Task details:
Every line of the data must be copied exactly.

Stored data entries
◆ ◆ ◆ ◆
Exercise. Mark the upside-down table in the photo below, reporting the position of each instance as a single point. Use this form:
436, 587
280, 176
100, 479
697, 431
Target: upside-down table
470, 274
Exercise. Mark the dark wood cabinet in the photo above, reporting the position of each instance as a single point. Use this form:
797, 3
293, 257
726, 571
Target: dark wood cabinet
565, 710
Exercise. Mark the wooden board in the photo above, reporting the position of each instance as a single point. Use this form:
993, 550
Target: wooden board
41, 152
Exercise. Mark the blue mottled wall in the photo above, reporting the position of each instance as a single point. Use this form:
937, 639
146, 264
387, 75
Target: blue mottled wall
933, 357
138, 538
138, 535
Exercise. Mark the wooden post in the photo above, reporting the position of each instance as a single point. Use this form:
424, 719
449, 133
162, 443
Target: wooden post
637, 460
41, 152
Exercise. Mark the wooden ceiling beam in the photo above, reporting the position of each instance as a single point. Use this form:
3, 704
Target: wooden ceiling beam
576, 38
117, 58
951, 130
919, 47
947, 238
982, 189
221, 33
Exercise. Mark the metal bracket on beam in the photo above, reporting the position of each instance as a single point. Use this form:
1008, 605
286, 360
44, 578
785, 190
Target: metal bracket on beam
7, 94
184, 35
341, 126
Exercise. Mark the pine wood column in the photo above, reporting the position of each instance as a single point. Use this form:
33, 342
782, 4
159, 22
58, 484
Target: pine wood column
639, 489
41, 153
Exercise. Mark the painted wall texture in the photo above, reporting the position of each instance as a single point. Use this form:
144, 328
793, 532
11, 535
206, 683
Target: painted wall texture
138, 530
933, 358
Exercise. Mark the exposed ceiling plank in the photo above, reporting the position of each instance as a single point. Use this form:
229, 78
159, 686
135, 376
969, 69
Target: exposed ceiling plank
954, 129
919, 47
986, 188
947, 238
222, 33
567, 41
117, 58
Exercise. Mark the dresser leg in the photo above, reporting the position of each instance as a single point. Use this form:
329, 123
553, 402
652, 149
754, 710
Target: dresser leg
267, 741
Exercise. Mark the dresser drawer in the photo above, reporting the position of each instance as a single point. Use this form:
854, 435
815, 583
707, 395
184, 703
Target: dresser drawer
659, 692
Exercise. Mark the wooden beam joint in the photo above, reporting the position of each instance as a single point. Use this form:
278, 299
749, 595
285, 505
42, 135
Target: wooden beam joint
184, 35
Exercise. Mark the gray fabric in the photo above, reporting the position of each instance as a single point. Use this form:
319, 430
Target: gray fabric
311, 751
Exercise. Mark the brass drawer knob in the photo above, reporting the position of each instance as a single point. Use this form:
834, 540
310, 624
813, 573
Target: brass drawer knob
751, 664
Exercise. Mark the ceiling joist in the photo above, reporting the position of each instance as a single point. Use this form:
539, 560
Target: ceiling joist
◆ ◆ ◆ ◆
Answer to the task:
Exercise. Mark the upside-down table in the photo below, reporting the position of each instance as a single point. Use this form:
436, 587
280, 176
100, 479
697, 431
Target: upside-down table
470, 274
Exercise. Mark the dark wood cabinet in the photo above, reporting the position of each instance as a single point. Use this form:
797, 3
293, 257
726, 571
Target: dark wood cabinet
565, 710
Exercise. Mark the wooden board in the photo above, reporting the position of each instance as a single point. Use this form:
993, 550
Target: wooden board
41, 152
Exercise. Mark the blue mottled wall in the photo above, reporting the position of each instance as a single point. Use this form:
937, 639
146, 264
387, 75
Target: blue mottled wall
933, 357
138, 538
138, 535
Exercise. Mark the wooden post in the photo above, reporting the position of each instance as a single point. Use this form:
424, 719
449, 133
162, 443
Target: wooden post
637, 460
41, 152
Exercise. Mark the wooden ceiling beam in the photo above, reporting the position of each instance as a single point. Use this form:
3, 704
Target: wooden ceiling beam
576, 38
117, 58
951, 130
919, 47
947, 238
982, 189
221, 33
Exercise. Mark the metal bracket on beam in the photo above, reporting the position of each instance as a single point. Use this form:
1008, 605
286, 360
44, 578
785, 190
Target: metal bracket on beam
7, 94
184, 35
341, 126
Exercise. Mark the pine wood column in the photo above, reporting the position of each instance as a single point. Use this form:
33, 342
782, 4
159, 22
58, 484
Target: pine wood column
639, 489
41, 153
Exercise. Mark the painted wall texture in the photo above, reporting the position of each instance as a single point. Use this form:
144, 328
793, 532
11, 535
206, 683
Target: painted wall texture
138, 530
933, 358
Exercise. Mark the exposed ceiling plank in the photo above, reporting the position of each instance as a single point. Use this form:
229, 78
159, 686
135, 376
969, 69
Target: exposed ceiling plank
954, 129
919, 47
986, 188
947, 238
222, 33
567, 41
117, 58
Exercise. Mark the dresser leg in the photo above, reporting the position of each instance as a single point. Use this form:
329, 123
553, 402
652, 149
754, 710
Target: dresser leg
267, 741
Exercise. Mark the dresser drawer in the photo above, reporting the position of each instance as a single point. Use this form:
854, 435
815, 583
707, 395
184, 703
Target: dresser drawer
659, 692
Exercise. Mark the wooden beam joint in the photo above, reporting the position of each instance as a single point. Use this form:
278, 299
749, 595
285, 505
42, 135
Target: wooden beam joint
184, 35
Exercise. Mark the gray fabric in the photo above, reporting the position of each instance as a single point. Use this form:
319, 430
Target: gray fabric
311, 751
Exercise. Mark the brass drawer knob in the photo above, reporting the position of each instance as a single point. Use this form:
834, 540
310, 624
813, 573
Target: brass drawer knob
751, 664
Exercise. Mark the ceiling joist in the photo above, reporting the position of each instance as a single point. Use this form:
539, 560
Target: ceiling joist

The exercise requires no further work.